[Given exercise] Output the portion of the article on Malaysian business structures that begins at the words "To open a sole" and ends after "a personal name.", reproducing it word for word.

What’s in this article
- Types of Business Structures commonly used in Malaysia
- Sole Proprietorships Business Structure in Malaysia
- Partnerships Business Structure in Malaysia
- Private Limited Company (Sdn. Bhd.) Business Structure in Malaysia
- Differences between Sole Proprietorship, Partnership and Private Limited Company (Sdn. Bhd.)
- Sole Proprietorship VS Private Limited Company (Sdn. Bhd.)
- Partnership VS Private Limited Company (Sdn. Bhd.)
- Our Insights
There are a few business structures in Malaysia available for you to choose from when setting up a business here. The most popular would be setting up a Private Limited Company (Sdn. Bhd.). Other options include sole proprietorship and partnership.
There are often varying reasons for business owners to decide setting up one of the options. We will discuss in detail on what are the differences between the three business structures and why business owners decide to choose such business structure.
Types of Business Structures commonly used in Malaysia
Sole Proprietorship Business Structure
A sole proprietorship is the most common and simplest legal business structure in Malaysia. Another key point is that the Companies Commission of Malaysia, abbreviated as SSM (Suruhanjaya Syarikat Malaysia), governs it along with the Registration of Businesses Act 1956.
To open a sole proprietorship in Malaysia, you (as the sole owner) use your personal name or register a trade name as the name of the business. However, you must be a Malaysian citizens or Permanent Residents (PR) in order to qualify.
Partnership Business Structure
Like a sole proprietorship, partnerships are also registered with the Companies Commission of Malaysia, abbreviated (Suruhanjaya Syarikat Malaysia, SSM), under the Registration of Businesses Act 1956.
However, unlike a sole proprietorship, a partnership in Malaysia is normally owned by two partners and does not exceed twenty (20) partners at one time. The name registered must be a trading name and not a personal name.
Similar to sole proprietorship, only Malaysian citizens or Permanent Residents (PR) can register such a business structure.
Private Limited Company (Sdn. Bhd.) Business Structure
A private limited Company commonly known as “Sendirian Berhad” or “Sdn. Bhd.” is the preferred choice of business structure in Malaysia. It is governed by the Companies Commission of Malaysia abbreviated SSM (Suruhanjaya Syarikat Malaysia) and the Company Act 2016.
Unlike sole proprietorship and partnership, it can be solely owned by Malaysian citizens, Permanent Residents (PR) as well as foreigners alike. This type of business structure can acquire assets, go into debt, bind a contract and have perpetual succession until directors and shareholders decide to dissolve the Company.
Similar to sole proprietorship, only Malaysian citizens or Permanent Residents (PR) can register such a business structure.

(Stored items)
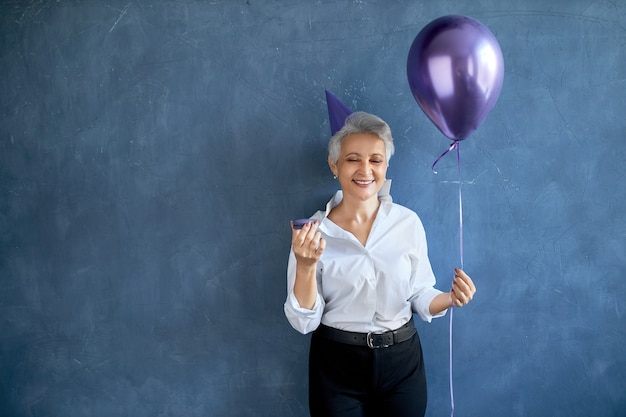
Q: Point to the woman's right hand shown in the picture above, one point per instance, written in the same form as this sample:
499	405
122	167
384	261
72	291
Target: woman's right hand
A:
308	244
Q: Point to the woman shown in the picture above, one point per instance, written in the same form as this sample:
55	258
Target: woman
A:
356	274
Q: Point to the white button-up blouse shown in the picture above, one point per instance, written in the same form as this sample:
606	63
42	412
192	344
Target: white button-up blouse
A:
371	288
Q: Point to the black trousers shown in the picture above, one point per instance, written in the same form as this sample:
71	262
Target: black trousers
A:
356	381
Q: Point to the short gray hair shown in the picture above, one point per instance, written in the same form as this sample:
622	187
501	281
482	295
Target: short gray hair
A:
361	122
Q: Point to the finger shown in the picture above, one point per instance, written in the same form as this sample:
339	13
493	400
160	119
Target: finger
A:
457	301
299	236
462	292
462	276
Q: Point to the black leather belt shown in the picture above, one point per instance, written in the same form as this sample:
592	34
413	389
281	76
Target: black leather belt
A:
371	340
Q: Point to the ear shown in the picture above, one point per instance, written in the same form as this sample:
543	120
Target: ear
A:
332	165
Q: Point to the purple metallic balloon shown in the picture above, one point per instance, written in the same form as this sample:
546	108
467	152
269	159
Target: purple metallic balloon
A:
455	71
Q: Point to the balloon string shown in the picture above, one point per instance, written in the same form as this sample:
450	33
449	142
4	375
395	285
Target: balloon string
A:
458	160
454	145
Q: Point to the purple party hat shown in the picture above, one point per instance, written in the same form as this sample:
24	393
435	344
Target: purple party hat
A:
337	112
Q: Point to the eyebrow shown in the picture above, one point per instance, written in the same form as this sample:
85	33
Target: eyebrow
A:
358	154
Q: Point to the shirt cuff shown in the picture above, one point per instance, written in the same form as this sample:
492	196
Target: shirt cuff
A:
422	305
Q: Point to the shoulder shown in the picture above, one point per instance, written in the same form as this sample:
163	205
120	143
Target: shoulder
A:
405	217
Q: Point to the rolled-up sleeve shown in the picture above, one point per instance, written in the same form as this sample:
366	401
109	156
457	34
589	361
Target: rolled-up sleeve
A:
423	279
304	320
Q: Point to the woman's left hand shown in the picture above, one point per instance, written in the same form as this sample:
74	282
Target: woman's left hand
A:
463	288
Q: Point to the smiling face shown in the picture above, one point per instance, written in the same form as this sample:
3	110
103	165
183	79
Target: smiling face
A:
361	167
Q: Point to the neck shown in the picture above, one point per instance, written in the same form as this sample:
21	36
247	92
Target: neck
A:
359	211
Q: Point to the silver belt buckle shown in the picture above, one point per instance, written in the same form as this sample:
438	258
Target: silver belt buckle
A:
370	341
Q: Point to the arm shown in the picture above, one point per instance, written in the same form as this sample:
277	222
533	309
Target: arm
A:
308	247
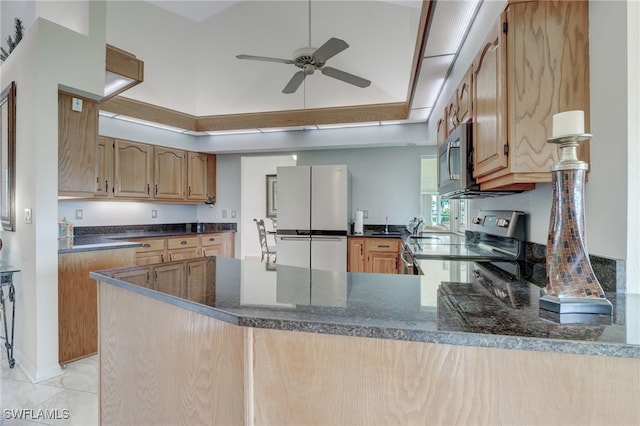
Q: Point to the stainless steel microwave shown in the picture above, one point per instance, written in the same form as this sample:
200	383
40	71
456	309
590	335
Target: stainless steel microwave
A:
455	165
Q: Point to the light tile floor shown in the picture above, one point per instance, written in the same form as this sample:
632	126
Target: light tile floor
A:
75	391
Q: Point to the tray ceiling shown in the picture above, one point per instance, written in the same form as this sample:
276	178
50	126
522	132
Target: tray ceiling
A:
189	50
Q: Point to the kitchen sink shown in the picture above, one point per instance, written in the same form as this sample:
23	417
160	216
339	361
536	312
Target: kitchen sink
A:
424	237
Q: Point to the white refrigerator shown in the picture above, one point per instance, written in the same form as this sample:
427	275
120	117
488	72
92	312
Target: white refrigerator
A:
314	205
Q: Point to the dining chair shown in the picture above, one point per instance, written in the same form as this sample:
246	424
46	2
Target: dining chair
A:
268	251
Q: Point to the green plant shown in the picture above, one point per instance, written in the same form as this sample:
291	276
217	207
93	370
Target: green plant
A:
12	42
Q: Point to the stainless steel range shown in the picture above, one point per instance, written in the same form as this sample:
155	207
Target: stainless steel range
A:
494	235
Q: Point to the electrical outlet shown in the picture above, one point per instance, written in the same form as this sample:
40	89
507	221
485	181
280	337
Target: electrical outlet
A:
76	104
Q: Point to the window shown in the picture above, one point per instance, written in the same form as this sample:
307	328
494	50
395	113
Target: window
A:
450	214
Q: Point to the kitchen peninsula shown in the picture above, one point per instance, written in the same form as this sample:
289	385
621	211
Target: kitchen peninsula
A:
247	342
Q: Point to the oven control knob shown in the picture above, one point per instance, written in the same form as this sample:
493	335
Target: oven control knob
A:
503	223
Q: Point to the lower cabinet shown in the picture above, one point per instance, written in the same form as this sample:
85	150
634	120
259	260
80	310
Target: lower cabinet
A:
379	255
219	245
160	250
77	299
382	255
183	248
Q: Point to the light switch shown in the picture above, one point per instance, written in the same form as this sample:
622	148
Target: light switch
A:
76	104
27	215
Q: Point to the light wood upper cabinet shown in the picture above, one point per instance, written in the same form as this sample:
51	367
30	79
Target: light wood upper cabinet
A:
211	178
104	167
77	133
169	173
133	169
534	64
464	97
196	176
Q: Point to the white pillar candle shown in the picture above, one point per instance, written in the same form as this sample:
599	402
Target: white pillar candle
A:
568	123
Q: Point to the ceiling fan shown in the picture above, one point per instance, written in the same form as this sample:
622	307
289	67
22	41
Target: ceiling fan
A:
311	59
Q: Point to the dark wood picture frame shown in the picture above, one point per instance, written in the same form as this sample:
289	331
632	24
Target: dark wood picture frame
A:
8	157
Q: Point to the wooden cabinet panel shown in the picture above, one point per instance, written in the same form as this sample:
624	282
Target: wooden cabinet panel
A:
355	253
77	133
489	112
151	252
218	244
196	176
77	299
197	281
104	167
211	178
133	169
170	279
465	97
169	173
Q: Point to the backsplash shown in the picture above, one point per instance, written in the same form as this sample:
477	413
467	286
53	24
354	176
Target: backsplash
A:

[Finished exercise]
To open a sole proprietorship in Malaysia, you (as the sole owner) use your personal name or register a trade name as the name of the business. However, you must be a Malaysian citizens or Permanent Residents (PR) in order to qualify.
Partnership Business Structure
Like a sole proprietorship, partnerships are also registered with the Companies Commission of Malaysia, abbreviated (Suruhanjaya Syarikat Malaysia, SSM), under the Registration of Businesses Act 1956.
However, unlike a sole proprietorship, a partnership in Malaysia is normally owned by two partners and does not exceed twenty (20) partners at one time. The name registered must be a trading name and not a personal name.